[ABOUT THIS EXERCISE]:
Your task is to copy the lines of the data below from the line holding "Task: for every" through the line holding "218L748 209L735 107L683", inclusive, exactly and with nothing added.

[Collected data entries]

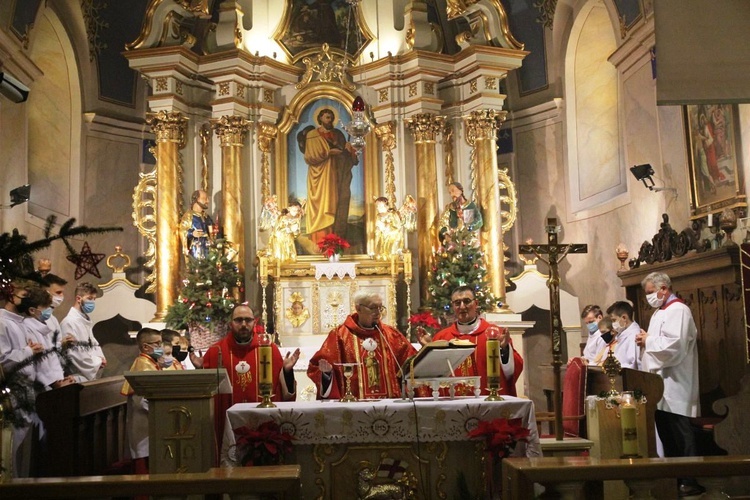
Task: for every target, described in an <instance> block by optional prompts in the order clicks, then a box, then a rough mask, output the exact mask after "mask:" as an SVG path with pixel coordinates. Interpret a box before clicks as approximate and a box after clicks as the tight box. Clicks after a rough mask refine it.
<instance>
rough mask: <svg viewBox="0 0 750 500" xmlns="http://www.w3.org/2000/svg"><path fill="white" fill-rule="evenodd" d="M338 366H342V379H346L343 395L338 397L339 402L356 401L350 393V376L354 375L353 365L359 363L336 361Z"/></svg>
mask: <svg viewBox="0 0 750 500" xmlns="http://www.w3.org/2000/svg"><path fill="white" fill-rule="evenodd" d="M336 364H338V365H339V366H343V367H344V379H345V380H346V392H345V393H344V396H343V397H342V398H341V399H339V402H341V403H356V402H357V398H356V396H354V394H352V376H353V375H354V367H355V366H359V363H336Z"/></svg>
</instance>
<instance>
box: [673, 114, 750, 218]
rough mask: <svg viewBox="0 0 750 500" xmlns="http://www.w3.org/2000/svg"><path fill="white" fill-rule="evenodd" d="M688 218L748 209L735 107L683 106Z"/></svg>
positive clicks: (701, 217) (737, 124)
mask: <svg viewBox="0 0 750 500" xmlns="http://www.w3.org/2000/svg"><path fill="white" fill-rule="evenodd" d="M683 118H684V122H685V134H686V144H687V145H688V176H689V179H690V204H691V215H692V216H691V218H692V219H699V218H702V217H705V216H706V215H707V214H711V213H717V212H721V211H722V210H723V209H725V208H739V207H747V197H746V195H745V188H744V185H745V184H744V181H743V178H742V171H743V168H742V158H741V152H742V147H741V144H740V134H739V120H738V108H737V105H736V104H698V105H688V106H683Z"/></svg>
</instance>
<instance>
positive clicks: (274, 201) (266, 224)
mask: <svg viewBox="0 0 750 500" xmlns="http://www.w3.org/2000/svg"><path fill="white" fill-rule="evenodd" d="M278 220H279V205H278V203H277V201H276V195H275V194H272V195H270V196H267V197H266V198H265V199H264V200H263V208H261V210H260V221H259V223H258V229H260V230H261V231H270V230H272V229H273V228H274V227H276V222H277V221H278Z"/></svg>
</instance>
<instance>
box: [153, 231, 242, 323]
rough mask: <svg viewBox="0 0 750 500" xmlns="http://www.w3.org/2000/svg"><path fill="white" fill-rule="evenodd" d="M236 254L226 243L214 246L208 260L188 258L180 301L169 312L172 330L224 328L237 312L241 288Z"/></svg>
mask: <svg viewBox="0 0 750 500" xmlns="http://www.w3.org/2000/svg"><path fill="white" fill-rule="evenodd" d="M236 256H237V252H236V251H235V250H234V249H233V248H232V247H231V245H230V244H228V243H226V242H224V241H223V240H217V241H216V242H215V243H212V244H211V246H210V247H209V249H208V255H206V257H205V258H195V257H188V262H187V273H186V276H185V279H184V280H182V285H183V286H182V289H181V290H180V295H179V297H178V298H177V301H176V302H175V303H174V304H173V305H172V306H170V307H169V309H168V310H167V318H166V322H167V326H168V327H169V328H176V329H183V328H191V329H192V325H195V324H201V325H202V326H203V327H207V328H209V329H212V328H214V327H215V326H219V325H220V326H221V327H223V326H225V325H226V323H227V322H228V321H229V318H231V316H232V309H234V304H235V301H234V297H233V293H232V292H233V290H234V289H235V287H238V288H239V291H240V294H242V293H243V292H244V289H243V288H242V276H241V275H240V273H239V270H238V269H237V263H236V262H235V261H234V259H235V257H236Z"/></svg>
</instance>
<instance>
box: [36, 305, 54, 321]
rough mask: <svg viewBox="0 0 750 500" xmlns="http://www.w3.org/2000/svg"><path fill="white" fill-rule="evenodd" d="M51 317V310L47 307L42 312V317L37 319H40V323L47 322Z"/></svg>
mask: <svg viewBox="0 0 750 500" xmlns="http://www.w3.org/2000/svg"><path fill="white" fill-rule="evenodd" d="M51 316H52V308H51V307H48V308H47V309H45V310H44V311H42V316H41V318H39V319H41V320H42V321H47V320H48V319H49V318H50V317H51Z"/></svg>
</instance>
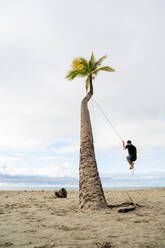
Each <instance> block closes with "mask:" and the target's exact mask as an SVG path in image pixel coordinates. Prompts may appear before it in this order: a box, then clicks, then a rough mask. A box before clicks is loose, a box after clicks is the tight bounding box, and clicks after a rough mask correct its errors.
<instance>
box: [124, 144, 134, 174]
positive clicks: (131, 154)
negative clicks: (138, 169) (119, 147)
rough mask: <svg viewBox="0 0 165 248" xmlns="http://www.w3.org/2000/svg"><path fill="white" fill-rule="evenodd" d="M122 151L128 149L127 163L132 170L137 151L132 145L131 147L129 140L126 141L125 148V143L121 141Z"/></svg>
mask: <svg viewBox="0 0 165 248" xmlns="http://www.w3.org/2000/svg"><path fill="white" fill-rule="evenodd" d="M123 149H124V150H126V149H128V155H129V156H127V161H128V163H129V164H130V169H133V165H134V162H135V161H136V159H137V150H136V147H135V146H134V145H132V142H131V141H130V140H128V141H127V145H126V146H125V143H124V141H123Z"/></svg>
---
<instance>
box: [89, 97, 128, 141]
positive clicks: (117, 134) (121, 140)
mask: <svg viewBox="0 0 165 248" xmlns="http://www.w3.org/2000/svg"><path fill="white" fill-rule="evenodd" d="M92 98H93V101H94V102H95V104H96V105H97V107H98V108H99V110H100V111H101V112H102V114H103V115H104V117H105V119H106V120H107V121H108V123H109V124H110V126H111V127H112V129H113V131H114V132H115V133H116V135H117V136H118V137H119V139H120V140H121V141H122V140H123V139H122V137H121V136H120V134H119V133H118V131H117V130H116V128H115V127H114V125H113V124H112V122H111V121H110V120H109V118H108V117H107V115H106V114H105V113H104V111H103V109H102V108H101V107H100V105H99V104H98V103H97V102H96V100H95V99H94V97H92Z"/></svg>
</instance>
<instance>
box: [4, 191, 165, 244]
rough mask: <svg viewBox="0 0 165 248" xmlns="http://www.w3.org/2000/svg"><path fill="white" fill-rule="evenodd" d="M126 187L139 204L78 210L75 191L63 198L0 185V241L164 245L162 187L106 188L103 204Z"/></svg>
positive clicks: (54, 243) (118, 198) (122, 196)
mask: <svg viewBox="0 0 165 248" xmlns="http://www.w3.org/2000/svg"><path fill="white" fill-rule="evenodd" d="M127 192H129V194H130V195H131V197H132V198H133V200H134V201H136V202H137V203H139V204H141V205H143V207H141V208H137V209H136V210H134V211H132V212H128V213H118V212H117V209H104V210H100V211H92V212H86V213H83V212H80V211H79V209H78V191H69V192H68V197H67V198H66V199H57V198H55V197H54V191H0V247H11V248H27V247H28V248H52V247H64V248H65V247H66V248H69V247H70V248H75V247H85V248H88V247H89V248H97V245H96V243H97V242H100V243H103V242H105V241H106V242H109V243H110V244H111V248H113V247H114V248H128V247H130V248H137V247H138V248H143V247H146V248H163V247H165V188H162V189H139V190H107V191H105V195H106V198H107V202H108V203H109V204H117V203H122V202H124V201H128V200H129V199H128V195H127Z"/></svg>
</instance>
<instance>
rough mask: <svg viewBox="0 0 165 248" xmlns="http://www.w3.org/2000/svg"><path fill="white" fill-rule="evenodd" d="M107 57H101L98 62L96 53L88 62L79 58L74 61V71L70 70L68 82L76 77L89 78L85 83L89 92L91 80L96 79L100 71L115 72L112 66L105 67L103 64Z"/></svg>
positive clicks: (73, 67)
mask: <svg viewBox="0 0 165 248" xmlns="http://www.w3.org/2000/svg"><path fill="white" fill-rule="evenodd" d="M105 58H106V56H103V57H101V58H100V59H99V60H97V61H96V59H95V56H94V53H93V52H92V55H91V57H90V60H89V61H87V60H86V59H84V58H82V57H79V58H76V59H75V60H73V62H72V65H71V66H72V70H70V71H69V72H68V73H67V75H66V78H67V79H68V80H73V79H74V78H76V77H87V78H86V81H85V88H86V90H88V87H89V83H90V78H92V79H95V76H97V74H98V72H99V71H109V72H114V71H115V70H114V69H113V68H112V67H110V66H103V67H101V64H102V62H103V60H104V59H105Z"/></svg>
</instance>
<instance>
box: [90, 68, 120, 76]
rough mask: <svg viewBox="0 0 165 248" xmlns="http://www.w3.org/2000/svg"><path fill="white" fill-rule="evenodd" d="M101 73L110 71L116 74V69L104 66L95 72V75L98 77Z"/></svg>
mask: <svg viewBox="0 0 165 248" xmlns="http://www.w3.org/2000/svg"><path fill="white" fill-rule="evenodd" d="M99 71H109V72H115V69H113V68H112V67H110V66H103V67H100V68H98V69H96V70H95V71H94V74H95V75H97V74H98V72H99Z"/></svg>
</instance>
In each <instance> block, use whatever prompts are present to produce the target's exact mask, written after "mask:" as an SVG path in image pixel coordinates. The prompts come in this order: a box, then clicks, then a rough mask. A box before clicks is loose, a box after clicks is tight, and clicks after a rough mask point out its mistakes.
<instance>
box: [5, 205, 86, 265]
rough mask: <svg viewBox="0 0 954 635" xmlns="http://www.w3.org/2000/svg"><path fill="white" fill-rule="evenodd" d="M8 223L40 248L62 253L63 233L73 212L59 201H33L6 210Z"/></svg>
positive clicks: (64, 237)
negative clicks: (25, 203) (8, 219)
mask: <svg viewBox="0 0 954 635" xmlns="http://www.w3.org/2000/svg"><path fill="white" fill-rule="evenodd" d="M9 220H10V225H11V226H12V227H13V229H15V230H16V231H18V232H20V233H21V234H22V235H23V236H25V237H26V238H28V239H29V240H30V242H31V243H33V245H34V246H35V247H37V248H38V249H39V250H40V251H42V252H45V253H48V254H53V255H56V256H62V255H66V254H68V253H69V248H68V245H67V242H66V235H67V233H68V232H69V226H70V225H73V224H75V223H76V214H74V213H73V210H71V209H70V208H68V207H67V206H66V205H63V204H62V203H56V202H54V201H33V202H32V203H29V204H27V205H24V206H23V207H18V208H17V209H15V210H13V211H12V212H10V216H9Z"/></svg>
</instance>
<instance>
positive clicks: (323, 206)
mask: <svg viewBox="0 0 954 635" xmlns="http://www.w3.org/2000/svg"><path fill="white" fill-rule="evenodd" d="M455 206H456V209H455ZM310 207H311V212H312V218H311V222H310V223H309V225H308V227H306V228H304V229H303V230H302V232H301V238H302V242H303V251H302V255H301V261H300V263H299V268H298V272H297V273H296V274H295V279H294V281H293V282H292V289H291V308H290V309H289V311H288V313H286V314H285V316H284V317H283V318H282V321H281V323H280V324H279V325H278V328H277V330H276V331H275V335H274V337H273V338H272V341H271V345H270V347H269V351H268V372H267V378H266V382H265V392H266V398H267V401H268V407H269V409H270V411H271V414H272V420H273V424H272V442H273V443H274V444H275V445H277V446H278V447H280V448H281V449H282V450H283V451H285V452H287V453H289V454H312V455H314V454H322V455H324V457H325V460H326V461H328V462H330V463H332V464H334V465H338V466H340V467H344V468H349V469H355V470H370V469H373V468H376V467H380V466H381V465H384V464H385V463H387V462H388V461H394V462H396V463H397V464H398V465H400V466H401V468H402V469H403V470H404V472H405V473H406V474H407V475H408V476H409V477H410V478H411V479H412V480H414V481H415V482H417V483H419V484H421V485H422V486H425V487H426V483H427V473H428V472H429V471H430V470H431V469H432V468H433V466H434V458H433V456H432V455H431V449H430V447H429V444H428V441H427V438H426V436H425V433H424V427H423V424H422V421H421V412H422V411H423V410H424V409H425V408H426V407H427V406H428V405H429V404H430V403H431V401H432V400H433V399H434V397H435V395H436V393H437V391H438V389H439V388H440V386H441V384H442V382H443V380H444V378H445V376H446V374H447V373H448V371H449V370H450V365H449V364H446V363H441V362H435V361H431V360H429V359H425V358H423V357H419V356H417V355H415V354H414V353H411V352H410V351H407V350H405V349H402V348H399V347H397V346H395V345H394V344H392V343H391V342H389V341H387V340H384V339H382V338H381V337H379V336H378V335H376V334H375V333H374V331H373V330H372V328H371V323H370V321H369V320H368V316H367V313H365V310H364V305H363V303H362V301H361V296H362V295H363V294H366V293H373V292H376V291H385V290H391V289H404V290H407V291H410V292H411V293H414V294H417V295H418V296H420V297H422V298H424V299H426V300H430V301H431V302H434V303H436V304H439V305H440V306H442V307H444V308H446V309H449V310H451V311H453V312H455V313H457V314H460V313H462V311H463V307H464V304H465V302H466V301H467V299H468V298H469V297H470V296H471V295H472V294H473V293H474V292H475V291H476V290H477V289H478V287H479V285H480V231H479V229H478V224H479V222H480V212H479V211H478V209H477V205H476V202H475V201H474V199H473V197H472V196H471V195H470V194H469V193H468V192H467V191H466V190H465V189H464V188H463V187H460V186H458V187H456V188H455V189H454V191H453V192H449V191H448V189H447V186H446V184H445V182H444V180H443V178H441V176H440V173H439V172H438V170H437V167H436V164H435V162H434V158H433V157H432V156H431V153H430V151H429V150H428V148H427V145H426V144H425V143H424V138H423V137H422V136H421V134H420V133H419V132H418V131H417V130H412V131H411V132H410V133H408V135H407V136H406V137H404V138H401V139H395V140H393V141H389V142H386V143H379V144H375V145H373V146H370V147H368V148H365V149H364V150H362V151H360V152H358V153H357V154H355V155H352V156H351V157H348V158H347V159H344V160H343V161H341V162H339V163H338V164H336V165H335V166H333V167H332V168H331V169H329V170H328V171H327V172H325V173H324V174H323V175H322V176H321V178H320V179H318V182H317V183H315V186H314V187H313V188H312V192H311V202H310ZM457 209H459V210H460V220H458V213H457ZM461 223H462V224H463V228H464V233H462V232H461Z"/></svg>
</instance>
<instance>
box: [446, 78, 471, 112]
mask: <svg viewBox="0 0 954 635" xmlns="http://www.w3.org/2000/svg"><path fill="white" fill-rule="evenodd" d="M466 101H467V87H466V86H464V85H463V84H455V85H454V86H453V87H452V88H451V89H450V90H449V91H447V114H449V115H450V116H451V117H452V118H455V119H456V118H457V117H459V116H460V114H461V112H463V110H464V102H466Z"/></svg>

[RESULT OF THIS EXERCISE]:
Task: for every target, described in an <instance> block by optional prompts in the order clicks, then a box, then a rough mask, output the exact mask after "mask:" as an SVG path with pixel coordinates. Interpret a box before clicks as approximate and a box after clicks as the tight box. Clicks after a rough mask refine it.
<instance>
rough mask: <svg viewBox="0 0 750 500" xmlns="http://www.w3.org/2000/svg"><path fill="white" fill-rule="evenodd" d="M338 366H342V379H346L343 395L338 397L339 402L356 401L350 393V376L354 375L353 365L359 363L336 361Z"/></svg>
mask: <svg viewBox="0 0 750 500" xmlns="http://www.w3.org/2000/svg"><path fill="white" fill-rule="evenodd" d="M336 364H338V365H339V366H343V367H344V379H345V380H346V392H345V393H344V396H343V397H342V398H341V399H339V402H341V403H356V402H357V398H356V396H354V394H352V376H353V375H354V367H355V366H359V363H336Z"/></svg>
</instance>
<instance>
box: [673, 114, 750, 218]
rough mask: <svg viewBox="0 0 750 500" xmlns="http://www.w3.org/2000/svg"><path fill="white" fill-rule="evenodd" d="M688 218L748 209L735 107L683 106Z"/></svg>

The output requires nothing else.